Exercise tasks -
1. In the Singles 2000 article, rewrite the paragraph beginning "The album comprises all A-sides" as a bulleted list that keeps its main facts.
2. According to the Singles 2000 article, who arranged the album's songs?
3. Pick up the Singles 2000 article after its last sentence and keep writing.

Text segment -
Compilation album by Miyuki Nakajima
- Released: April 17, 2002
- Recorded: 1983, 1994–2000
- Genre: J-Pop (Folk rock)
- Length: 74:11
- Label: Yamaha Music Communications
- Producer: Miyuki Nakajima, Ichizo Seo

Miyuki Nakajima chronology
| Lullaby for the Soul (2001) | Singles 2000 (2002) | Otogibanashi: Fairy Ring (2002) |

= Singles 2000 =

Singles 2000 is the compilation album by a Japanese singer-songwriter Miyuki Nakajima, released in April 2002.

The album comprises all A-sides and B-Sides of her seven singles which were released from 1994 to 2000. Like its two predecessors each were released in 1987 and 1994, the songs appeared on Singles 2000 are listed reverse-chronologically. It includes three massive hit singles each of which sold over a million copies; "Between the Sky and You" (double A-Side with "Fight"), "Wanderer's Song", and "Earthly Stars (Unsung Heroes)" (double A-Side with "Headlight, Taillight") which had enjoyed unprecedented success on the Japanese Oricon chart at the time and finally climbed the number-one spot in 2003.

Singles 2000 gained favorable commercial success, debuted at the number-three on the Oricon albums chart and entered there for over a year.

==Track listings==
All songs written and composed by Miyuki Nakajima, arranged by Ichizo Seo (except "Fight!" was arranged by Takayuki Inoue)

Information provided -

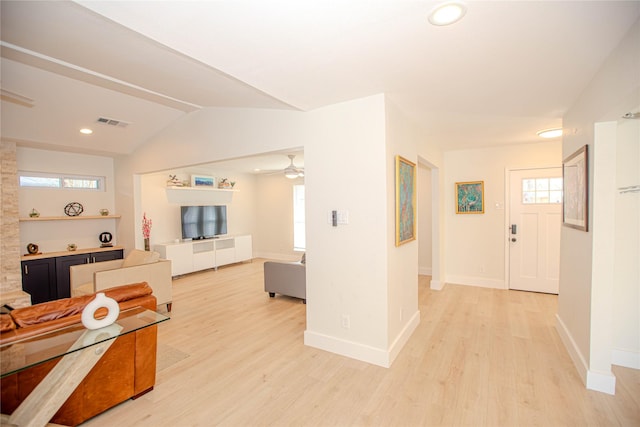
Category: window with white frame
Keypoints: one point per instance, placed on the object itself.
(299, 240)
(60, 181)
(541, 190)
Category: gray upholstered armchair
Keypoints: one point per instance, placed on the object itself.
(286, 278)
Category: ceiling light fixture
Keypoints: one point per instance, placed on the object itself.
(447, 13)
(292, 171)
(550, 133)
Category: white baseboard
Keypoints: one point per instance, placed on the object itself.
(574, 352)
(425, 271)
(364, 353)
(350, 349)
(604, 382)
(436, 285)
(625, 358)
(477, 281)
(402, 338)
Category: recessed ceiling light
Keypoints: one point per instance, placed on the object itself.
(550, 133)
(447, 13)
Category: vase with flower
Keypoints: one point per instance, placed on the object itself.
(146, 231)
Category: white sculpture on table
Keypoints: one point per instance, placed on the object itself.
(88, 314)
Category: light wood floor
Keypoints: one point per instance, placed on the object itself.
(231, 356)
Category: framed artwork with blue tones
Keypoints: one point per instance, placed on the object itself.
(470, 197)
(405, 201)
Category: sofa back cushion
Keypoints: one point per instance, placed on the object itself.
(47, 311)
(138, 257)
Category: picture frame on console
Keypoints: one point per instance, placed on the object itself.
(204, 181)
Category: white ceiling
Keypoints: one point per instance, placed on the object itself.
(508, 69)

Outputs -
1.
- Contains every A-side and B-side from the seven singles Miyuki Nakajima released between 1994 and 2000
- Lists its songs in reverse chronological order, like its two predecessors from 1987 and 1994
- Includes three singles that each sold over a million copies:
  - "Between the Sky and You" (double A-side with "Fight")
  - "Wanderer's Song"
  - "Earthly Stars (Unsung Heroes)" (double A-side with "Headlight, Taillight")
- "Earthly Stars (Unsung Heroes)" had unprecedented success on the Oricon chart and reached number one in 2003

2. Ichizo Seo arranged them, except "Fight!", which Takayuki Inoue arranged.

3.
| Track No. | Title | Original release date |
| 1. | "Earthly Stars (Unsung Heroes) (地上の星, Chijou no Hoshi)" | July 15, 2000 |
| 2. | "Headlight, Taillight (ヘッドライト・テールライト, Heddoraito Tēruraito)" |
| 3. | "Not Even Blinking (瞬きもせず, Mabataki mo Sezu)" | October 4, 1998 |
| 4. | "In the Spring (私たちは春の中で, Watashitachi wa Haru no Naka de)" |
| 5. | "Another Name for Life (命の別名, Inochi no Betsumei)" [Edit] | February 4, 1998 |
| 6. | "Tapestry (糸, Ito)" |
| 7. | "An Affectionate Tale (愛情物語, Aijou Monogatari)" | November 7, 1997 |
| 8. | "Happiness (幸せ, Shiawase)" |
| 9. | "It's Only Love (たかが愛, Takaga Ai)" | November 21, 1996 |
| 10. | "The First Thing I See (目を開けて最初に君を見たい, Me wo Akete Saisho ni Kimi wo Mitai)" |
| 11. | "Wanderer's Song (旅人のうた, Tabibito no Uta)" | May 19, 1995 |
| 12. | "P-A-I-N-F-U-L (Se-Tsu-Na-Ku-Te)" |
| 13. | "Between the Sky and You (空と君のあいだに, Sora to Kimi no Aida ni)" | May 14, 1994 |
| 14. | "Fight! (ファイト!, Faito!)" [Edit] |

==Production==
- Producer: Miyuki Nakajima, Ichizo Seo (except "Fight!")
- Mastering engineer: Tom Baker (at Precision Mastering, Los Angeles)
- Mastering Coordinator 	Ruriko Duer (Los Angeles)
- Photographer: Jin Tamura, Masahiko Yakou
- Cover Design: Hirofumi Arai
- DAD: Genichi Kawakami

==Chart position==

| Chart | Position | Weeks | Sales中島みゆき |
|---|---|---|---|
| Japanese Oricon Weekly Albums Chart (Top 300) | 3 | 81 | 462,000+ |

Footnotes: In November 2002, the Japanese Oricon Weekly Albums was expanded from the Top-100 to the Top-300.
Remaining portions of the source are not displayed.